● **WORK TASK**:
Print the listing below exactly. Leave nothing out.

----------------------------------------

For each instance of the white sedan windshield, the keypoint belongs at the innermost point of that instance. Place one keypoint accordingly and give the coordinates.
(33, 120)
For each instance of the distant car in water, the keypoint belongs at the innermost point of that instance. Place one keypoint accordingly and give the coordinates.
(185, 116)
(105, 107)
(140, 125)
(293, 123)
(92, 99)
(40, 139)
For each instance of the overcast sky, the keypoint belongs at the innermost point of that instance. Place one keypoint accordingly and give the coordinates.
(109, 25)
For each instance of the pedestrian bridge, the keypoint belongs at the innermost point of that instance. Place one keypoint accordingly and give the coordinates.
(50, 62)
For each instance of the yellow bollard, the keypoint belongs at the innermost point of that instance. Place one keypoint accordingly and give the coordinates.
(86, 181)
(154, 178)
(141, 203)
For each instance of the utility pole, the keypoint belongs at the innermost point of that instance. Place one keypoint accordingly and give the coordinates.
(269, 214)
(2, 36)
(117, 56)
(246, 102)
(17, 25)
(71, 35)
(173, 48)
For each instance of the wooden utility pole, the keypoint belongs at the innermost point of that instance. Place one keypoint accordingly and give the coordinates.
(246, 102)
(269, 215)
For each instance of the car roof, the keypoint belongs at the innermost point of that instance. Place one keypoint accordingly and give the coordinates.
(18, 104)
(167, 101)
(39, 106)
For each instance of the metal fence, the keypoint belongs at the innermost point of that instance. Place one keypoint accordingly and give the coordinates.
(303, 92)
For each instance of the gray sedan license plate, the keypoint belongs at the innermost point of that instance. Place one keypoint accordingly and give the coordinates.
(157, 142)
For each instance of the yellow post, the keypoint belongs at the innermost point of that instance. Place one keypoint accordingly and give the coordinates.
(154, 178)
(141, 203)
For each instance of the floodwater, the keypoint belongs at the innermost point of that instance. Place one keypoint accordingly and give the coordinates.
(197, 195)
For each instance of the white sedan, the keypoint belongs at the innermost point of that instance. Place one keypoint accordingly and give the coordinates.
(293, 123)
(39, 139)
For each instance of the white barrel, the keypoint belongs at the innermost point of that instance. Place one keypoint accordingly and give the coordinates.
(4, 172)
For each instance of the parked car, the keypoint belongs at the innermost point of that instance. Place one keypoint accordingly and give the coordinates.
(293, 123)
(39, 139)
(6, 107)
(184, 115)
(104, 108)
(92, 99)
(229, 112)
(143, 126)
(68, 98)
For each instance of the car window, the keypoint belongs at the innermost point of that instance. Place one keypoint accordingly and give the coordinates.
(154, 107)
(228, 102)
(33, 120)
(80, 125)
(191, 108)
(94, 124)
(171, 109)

----------------------------------------

● **COMPLETED TASK**:
For each instance of the white sedan windshield, the keypoint belongs at the innermost point of that instance. Place one keypoint accordingly and give the coordinates.
(33, 120)
For each instance of the distant car in water, the keypoint belongs at the innermost point of that instance. Place one keypoint accordingly and give the coordinates.
(185, 116)
(105, 107)
(140, 125)
(293, 123)
(92, 99)
(40, 139)
For each instance of the overcast sky, the keypoint belongs at the innermost point of that instance. Place one keypoint accordingly and give the coordinates.
(109, 25)
For each instance of the pedestrian bridge, the keypoint belongs at the innermost point of that instance. Place one keypoint accordingly and give the coordinates.
(50, 62)
For each instance of the yellow bollard, the keypoint belongs at the innermost point of that instance. Place one keypoint accordingly and give the coordinates.
(86, 181)
(154, 178)
(141, 203)
For each instance of the utility pole, the keypoint belongs at the innermost point of that instance. Place one keypoint accordingly and give the coordinates.
(269, 214)
(2, 36)
(117, 56)
(246, 102)
(17, 25)
(71, 35)
(173, 48)
For each instance of the wooden utility pole, the keypoint belongs at the innermost point of that instance. Place one keypoint accordingly and give the coordinates.
(246, 102)
(269, 215)
For each instance of the car roof, the keypoint belongs at the innermost point of that instance. Place one keypoint accordingly and give the coordinates.
(18, 104)
(167, 101)
(39, 106)
For each instance of the metal fence, the keypoint belongs at the innermost point of that instance. Place one keypoint accordingly and give the coordinates.
(303, 92)
For each instance of the gray sedan license plate, the keypoint belongs at the innermost point of that instance. Place one keypoint accordingly and give the coordinates.
(157, 142)
For each instance of the yellow post, the keypoint belongs at the innermost point of that instance. Place one keypoint accordingly and give the coordinates.
(154, 178)
(141, 203)
For each instance of the floodwater, the keypoint belongs at the innermost point of that instance. Place one keypoint accordingly and give the coordinates.
(197, 195)
For each instance of the white sedan, the keypoint belongs at the innermost point of that instance. Place one keypoint accordingly and give the coordinates.
(293, 123)
(39, 139)
For each instance of the white barrel, the keypoint belongs at the innermost point of that instance. Place one keypoint accordingly and give the coordinates.
(4, 172)
For each instance of the parked car, the keypoint belongs at the innermost point of that instance. Place one keypoint accordingly and give the coordinates.
(293, 123)
(39, 139)
(6, 107)
(184, 115)
(104, 108)
(92, 99)
(229, 112)
(143, 126)
(68, 98)
For each instance of the car window, the keypoint belongs at the innermost point of that instance. Place one keypoint accordingly and give the coordinates.
(154, 107)
(228, 102)
(33, 120)
(80, 125)
(191, 108)
(94, 124)
(171, 109)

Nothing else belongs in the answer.